There's no way to specifically "lock" a table on an index in memory. InnoDB will load either data or index if it needs to. InnoDB is smart enough not to evict data you used a thousand times, just for one other table requested one time.
Over time, this tends to balance out, using memory for your most-frequently queried subset of each table and index.
So if you have system memory available, allocate more of it to your InnoDB Buffer Pool. The more memory the Buffer Pool has, the more able it is to store all the frequently-queried tables and indexes.
Up to the size of your data + indexes, of course. The content copied from the data + indexes is stored only once in memory. So if you have only 8G of data + indexes, there's no need to give the buffer pool more and more memory.
Don't allocate more system memory to the buffer pool than your server can afford. Overallocating memory leads to swapping memory for disk, and that will be bad for performance.
Don't bother with the {DATA|INDEX} DIRECTORY options. Those are for when you need to locate a table on another disk volume, because you're running out of space. It's not likely to help performance. Allocating more system memory to the buffer pool will accomplish that much more reliably.
but I can store either the data or the index in a RAM drive through the DIRECTORY table options...
Short answer: let the database and OS do it.
Using a RAM disk might have made sense 10-20 years ago, but these days the software manages caching disk to RAM for you. The disk itself has its own RAM cache, especially if it's a hybrid drive. The OS will cache file system access in RAM. And then MySQL itself will do its own caching.
And if it's an SSD that's already extremely fast, so a RAM cache is unlikely to show much improvement.
So making your own RAM disk isn't likely to do anything that isn't already happening. What you will do is pull resources away from the OS and MySQL that they could have managed smarter themselves likely slowing everything on that machine down.
What you're describing a micro-optimization. This is attempting to make individual operations faster. They tend to add complexity and degrade the system as a whole. And there are limits to how much optimizing you can do with micro-optimizations. For example, if you have to search 1,000,000 rows, and it takes 1ms per row, that's 1,000,000 ms. If you make it 0.9ms per row then it's 900,000 ms.

[Records from a data source]

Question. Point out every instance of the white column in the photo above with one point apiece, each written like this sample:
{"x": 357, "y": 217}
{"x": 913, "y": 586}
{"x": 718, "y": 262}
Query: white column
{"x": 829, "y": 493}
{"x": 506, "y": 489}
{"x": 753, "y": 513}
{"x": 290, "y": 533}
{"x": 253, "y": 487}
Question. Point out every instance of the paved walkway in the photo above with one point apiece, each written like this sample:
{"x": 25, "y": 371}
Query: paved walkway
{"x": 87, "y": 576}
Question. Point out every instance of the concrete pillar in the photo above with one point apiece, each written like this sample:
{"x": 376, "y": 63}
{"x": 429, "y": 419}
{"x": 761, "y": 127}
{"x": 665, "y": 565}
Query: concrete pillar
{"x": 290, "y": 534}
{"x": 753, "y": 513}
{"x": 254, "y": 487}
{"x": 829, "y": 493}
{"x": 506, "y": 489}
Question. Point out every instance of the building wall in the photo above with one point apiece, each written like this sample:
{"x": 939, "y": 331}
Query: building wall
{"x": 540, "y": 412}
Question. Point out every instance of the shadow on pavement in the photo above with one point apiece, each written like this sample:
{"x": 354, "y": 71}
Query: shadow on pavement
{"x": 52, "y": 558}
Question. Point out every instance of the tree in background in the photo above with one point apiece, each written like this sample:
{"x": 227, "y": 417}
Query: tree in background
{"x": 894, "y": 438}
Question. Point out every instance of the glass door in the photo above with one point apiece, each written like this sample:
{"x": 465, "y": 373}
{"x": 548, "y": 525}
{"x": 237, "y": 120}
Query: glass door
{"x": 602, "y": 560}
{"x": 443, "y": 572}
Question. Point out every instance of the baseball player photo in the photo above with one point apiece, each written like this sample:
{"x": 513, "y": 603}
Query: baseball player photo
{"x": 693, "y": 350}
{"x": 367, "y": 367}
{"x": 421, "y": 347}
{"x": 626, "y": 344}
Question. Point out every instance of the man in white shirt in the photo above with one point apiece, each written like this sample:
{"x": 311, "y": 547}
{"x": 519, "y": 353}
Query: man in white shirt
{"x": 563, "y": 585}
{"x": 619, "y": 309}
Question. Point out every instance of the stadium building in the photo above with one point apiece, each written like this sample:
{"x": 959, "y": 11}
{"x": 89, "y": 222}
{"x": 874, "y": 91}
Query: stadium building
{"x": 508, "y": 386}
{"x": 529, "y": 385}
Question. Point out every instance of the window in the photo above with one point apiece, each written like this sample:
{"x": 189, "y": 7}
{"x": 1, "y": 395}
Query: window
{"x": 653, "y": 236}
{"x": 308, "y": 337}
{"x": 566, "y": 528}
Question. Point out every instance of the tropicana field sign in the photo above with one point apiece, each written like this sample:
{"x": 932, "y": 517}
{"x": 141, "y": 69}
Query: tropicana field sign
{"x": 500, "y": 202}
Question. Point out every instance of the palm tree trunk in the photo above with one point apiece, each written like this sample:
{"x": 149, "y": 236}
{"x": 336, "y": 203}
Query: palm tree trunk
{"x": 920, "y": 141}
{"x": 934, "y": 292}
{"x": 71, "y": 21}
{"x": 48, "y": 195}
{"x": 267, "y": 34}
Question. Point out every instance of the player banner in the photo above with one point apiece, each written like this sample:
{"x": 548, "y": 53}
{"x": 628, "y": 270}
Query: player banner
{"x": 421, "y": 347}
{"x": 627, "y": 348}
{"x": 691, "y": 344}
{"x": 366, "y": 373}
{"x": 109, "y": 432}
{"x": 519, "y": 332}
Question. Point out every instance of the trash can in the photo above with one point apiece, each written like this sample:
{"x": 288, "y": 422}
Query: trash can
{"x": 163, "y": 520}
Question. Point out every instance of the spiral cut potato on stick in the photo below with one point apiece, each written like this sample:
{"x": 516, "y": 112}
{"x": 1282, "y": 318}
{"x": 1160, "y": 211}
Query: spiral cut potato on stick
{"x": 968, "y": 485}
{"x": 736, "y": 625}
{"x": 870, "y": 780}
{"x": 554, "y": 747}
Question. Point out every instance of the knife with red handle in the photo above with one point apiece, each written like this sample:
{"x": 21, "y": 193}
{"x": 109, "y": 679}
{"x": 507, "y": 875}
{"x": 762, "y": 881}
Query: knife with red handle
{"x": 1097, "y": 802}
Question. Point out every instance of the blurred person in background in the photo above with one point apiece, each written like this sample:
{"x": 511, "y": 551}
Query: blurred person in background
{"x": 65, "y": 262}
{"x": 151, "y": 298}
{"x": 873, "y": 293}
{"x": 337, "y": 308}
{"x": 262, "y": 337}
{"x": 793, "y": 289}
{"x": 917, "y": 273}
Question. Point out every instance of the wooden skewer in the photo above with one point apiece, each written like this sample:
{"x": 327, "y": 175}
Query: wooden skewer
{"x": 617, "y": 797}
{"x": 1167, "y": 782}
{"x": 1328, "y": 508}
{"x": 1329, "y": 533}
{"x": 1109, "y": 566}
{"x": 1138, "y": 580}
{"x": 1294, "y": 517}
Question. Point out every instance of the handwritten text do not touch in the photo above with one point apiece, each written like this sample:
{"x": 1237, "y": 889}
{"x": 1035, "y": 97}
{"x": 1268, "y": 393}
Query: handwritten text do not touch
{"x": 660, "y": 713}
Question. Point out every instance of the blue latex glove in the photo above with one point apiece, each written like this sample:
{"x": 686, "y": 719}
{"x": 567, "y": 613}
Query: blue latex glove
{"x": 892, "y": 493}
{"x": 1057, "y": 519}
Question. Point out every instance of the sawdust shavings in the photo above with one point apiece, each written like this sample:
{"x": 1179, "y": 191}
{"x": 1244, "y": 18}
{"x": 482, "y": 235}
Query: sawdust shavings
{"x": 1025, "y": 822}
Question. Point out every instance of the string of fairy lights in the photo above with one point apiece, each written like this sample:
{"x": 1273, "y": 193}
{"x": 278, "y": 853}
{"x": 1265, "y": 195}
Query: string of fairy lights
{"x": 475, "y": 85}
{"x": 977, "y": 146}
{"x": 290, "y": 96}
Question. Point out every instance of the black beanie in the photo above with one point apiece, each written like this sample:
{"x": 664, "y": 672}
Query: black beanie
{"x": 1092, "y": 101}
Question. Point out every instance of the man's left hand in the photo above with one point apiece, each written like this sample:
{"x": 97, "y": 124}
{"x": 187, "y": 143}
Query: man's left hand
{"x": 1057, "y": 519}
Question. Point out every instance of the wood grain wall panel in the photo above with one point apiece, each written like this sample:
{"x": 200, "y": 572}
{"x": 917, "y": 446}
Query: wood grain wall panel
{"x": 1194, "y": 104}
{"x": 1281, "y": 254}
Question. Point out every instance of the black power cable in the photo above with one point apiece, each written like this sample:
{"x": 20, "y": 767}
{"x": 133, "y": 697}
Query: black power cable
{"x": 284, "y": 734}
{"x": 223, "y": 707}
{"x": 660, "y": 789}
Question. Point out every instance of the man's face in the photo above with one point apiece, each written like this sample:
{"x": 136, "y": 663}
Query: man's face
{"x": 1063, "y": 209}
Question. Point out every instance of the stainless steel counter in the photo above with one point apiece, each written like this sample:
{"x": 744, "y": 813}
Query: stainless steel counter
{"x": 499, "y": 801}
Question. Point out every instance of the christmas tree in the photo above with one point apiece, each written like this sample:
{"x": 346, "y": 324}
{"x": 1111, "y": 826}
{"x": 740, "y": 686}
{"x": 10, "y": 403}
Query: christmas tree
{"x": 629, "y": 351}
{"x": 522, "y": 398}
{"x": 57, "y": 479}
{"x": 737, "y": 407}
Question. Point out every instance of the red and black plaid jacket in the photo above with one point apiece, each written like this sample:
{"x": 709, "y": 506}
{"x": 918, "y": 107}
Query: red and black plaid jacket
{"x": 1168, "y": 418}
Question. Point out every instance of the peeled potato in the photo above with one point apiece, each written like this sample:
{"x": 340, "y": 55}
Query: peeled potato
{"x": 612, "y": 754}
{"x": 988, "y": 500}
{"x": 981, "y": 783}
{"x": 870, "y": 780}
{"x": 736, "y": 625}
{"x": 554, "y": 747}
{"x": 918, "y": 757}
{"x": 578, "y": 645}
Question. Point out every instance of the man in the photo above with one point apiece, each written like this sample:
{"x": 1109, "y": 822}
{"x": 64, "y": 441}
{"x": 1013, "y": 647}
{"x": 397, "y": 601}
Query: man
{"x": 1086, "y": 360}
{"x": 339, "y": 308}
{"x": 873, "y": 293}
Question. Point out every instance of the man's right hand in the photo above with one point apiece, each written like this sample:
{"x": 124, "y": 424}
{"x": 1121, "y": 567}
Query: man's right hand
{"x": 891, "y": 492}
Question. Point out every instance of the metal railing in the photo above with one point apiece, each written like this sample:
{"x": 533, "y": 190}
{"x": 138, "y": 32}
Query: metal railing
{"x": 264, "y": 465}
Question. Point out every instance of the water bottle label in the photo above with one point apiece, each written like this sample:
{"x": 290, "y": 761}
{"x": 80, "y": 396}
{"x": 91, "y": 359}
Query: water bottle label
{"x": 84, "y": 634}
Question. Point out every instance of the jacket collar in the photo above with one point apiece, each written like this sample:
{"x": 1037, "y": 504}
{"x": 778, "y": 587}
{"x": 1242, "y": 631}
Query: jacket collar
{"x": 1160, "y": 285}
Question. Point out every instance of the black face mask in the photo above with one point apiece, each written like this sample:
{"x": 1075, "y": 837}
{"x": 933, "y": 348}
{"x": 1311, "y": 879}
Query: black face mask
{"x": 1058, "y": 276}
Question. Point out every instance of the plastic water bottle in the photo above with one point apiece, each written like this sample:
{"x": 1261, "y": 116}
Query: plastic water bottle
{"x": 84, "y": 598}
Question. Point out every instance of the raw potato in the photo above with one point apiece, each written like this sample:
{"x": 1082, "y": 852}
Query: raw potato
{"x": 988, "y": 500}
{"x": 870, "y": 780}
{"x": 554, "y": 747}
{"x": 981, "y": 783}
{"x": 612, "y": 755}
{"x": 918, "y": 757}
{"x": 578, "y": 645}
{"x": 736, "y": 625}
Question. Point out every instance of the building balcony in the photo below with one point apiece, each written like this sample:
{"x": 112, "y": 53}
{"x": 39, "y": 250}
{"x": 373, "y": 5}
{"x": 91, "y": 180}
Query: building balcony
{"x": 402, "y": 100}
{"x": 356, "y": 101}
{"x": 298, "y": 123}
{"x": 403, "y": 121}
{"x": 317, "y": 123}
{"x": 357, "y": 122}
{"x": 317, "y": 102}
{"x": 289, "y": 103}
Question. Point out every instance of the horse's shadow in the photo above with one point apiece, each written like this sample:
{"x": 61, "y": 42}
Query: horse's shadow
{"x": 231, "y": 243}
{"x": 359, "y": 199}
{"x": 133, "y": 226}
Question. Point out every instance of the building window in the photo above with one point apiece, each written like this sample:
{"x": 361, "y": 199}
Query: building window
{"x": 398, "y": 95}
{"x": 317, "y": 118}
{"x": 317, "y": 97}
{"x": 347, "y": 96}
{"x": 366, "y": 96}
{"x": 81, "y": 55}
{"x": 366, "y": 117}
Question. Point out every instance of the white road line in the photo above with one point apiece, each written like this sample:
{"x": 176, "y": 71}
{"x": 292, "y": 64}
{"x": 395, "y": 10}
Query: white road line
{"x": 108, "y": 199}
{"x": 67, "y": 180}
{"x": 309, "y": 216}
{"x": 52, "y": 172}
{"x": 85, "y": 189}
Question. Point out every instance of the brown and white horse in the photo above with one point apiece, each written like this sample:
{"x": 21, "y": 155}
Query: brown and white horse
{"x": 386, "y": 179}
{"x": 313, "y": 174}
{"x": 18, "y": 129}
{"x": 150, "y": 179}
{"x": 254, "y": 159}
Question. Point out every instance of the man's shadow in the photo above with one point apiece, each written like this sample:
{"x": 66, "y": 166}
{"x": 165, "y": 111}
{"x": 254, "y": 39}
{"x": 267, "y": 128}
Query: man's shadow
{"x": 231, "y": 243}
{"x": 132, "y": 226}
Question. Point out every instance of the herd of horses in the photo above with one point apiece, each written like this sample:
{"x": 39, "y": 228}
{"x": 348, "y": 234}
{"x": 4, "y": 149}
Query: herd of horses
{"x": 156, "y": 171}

Directions
1 - From the passage on InnoDB memory use, print the part that opens with the words containing "Up to the size" and closes with "and more memory.".
2 - Answer the following questions using the passage on InnoDB memory use.
(a) According to the passage, what are the {DATA|INDEX} DIRECTORY options intended for?
(b) What does overallocating memory to the buffer pool lead to?
(c) In the example given, how long does searching 1,000,000 rows take at 0.9ms per row?
3 - Continue the passage on InnoDB memory use from the point at which it stops.

Answers for the tasks
1 -
Up to the size of your data + indexes, of course. The content copied from the data + indexes is stored only once in memory. So if you have only 8G of data + indexes, there's no need to give the buffer pool more and more memory.

2 -
(a) They are for locating a table on another disk volume when running out of space.
(b) It leads to swapping memory for disk, which is bad for performance.
(c) 900,000 ms.

3 -
What you want to focus on is algorithmic optimization, improvements to the algorithm. These tend to make the code simpler and less complex, though often the data structures need to be more thought out, because you're doing less work. Take those same 1,000,000 rows and add an index. Instead of looking at 1,000,000 rows you'll spend, say, 100 ms to look at the index.
The numbers are made up, but I hope you get the point. If "what you want is speed", algorithmic optimizations will take you where no micro-optimization will.
There's also the performance of the code using the database to consider, it is often the real bottleneck using unoptimized queries, poor patterns for fetching related data, and not taking advantage of caching.
Micro-optimizations, with their complexities and special configurations, tend to make algorithmic optimizations more difficult. So you might be slowing yourself down in the long run by worrying about micro-optimizations now. Furthermore, you're doing this at the very start when you only have fuzzy ideas about how this thing will be used or perform or where the bottlenecks will be.
Spend your time optimizing your data structures and indexes, not minute details of your database storage. Once you've done that, if it still isn't fast enough, then look at tweaking settings.
As a side note, there is one possible benefit to playing with DIRECTORY. You can put the data and index on separate physical drives. Then both can be accessed simultaneously with the full I/O throughput of each drive.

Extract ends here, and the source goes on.